# What the task requires
Copy the listing that follows exactly. Its pictures do not belong in the copy.

# Supplied material
***

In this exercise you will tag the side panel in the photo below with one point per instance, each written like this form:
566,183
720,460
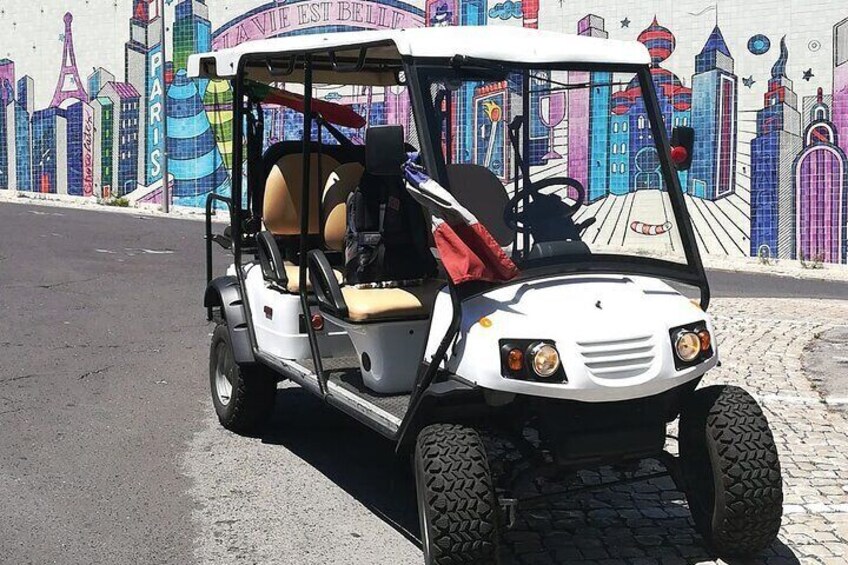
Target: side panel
224,292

***

# Written answer
In this exercise you will tag the side panel in the photo below with one point per instance, each written like this form:
566,183
720,460
Target: side panel
224,292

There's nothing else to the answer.